*Task prompt*
From the line with "Expected: a marker on each instance of the brown" through the final line of the entries below, write out each line exactly and nothing else.
=== Section Start ===
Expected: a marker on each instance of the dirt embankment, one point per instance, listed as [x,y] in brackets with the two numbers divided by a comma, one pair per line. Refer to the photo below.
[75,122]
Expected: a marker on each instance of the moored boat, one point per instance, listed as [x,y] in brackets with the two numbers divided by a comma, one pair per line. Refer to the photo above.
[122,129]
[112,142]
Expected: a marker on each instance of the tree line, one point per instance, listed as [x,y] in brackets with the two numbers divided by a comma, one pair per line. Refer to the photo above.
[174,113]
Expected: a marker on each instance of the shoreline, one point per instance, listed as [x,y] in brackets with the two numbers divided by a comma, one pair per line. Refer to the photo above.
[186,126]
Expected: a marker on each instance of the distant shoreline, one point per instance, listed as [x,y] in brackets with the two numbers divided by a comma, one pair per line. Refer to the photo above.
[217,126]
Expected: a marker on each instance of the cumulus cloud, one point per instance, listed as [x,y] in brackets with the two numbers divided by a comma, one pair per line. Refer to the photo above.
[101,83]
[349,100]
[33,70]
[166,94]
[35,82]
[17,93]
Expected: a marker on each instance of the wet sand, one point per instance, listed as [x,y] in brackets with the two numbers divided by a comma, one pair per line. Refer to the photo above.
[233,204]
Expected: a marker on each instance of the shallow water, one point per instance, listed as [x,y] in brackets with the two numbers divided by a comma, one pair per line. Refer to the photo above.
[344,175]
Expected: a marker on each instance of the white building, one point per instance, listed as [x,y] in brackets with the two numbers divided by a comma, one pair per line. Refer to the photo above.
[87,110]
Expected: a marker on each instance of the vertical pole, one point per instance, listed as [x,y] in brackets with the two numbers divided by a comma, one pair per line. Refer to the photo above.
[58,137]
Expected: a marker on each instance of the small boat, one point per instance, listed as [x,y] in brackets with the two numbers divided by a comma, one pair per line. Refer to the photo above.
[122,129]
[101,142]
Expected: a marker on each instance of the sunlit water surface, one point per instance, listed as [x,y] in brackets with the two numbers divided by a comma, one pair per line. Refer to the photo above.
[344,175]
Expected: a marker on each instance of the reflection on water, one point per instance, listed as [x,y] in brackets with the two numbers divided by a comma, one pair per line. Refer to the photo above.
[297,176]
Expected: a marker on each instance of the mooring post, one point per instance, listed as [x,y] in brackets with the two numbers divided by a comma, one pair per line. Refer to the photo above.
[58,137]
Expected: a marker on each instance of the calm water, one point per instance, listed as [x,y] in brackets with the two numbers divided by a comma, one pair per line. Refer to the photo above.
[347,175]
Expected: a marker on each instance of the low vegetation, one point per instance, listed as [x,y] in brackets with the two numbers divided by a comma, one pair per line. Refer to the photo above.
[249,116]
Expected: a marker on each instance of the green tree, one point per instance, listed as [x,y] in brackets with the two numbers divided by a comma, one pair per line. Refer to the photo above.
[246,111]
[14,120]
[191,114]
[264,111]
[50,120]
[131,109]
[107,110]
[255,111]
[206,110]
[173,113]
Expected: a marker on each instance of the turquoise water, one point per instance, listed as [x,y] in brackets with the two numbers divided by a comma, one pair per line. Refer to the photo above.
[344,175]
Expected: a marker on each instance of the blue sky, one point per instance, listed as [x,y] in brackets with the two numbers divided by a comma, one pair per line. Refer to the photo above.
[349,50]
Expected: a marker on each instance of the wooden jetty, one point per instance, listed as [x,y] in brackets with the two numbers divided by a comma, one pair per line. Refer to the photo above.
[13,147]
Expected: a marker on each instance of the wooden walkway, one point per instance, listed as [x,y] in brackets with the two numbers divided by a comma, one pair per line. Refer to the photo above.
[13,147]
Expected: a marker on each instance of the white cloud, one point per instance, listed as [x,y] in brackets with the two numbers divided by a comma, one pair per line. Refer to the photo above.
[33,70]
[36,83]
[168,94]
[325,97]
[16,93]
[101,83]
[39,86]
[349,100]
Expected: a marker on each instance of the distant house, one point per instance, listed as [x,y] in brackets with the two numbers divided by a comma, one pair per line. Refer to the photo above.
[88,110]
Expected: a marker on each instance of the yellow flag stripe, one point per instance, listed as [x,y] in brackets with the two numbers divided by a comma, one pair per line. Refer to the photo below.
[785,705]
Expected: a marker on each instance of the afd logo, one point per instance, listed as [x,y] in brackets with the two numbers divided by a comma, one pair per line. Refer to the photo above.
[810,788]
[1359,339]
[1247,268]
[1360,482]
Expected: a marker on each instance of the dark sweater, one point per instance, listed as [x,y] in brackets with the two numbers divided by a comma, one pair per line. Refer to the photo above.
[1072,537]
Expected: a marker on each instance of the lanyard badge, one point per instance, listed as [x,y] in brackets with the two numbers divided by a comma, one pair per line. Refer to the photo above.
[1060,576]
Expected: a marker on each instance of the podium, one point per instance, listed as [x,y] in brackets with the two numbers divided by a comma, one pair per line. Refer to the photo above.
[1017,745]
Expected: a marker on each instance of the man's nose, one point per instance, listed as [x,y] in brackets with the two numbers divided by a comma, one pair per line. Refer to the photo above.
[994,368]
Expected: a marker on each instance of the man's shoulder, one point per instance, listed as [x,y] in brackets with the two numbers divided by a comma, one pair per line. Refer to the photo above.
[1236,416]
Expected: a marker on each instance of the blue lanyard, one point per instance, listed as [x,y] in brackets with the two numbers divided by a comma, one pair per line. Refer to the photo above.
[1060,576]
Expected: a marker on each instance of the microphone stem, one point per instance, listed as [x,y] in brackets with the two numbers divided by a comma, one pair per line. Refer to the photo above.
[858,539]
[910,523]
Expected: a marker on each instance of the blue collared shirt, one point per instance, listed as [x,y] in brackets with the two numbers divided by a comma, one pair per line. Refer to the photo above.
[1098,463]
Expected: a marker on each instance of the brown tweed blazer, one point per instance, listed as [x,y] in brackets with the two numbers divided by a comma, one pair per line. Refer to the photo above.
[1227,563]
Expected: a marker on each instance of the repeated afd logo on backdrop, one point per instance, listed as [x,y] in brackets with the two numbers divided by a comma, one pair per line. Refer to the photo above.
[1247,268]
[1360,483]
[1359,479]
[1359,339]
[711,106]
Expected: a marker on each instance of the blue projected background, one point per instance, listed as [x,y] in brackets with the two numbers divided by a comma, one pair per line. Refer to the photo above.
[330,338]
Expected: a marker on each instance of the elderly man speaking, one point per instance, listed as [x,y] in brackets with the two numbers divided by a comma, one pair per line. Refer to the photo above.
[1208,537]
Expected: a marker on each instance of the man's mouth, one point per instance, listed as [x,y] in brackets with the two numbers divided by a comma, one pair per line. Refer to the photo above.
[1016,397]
=== Section End ===
*Exercise solution*
Expected: a marker on each instance of the brown tweed blazer, one point per instance, listed as [x,y] in brackets with the two numbers divided by a comma, one pair per line. Refer to the photo above.
[1227,563]
Expected: a marker on each instance of the repeated afd logo on backdrop, one point per instance, listed as [x,y] in brackets with the two numbers divided by a comma, one pair per line. Refer to the photo above.
[1247,268]
[1360,483]
[1359,479]
[1359,339]
[711,106]
Expected: a marker on each instance of the blue projected background, one point per instance, listed as [x,y] in brackets with the two numbers divided by a comma, one pair per line. Refer to the photo above.
[330,338]
Expected: a marker on each instance of the elderly man speaking, one point per instance, listed as [x,y] in brackets with the two numbers divided by a comma, one pair per line. Refer to the photo above.
[1208,537]
Expected: a marker on each instance of the man's mouth, one point per instance, listed as [x,y] in brackets with the two numbers divided by a comma, one pair per line. Refer to the photo above.
[1016,397]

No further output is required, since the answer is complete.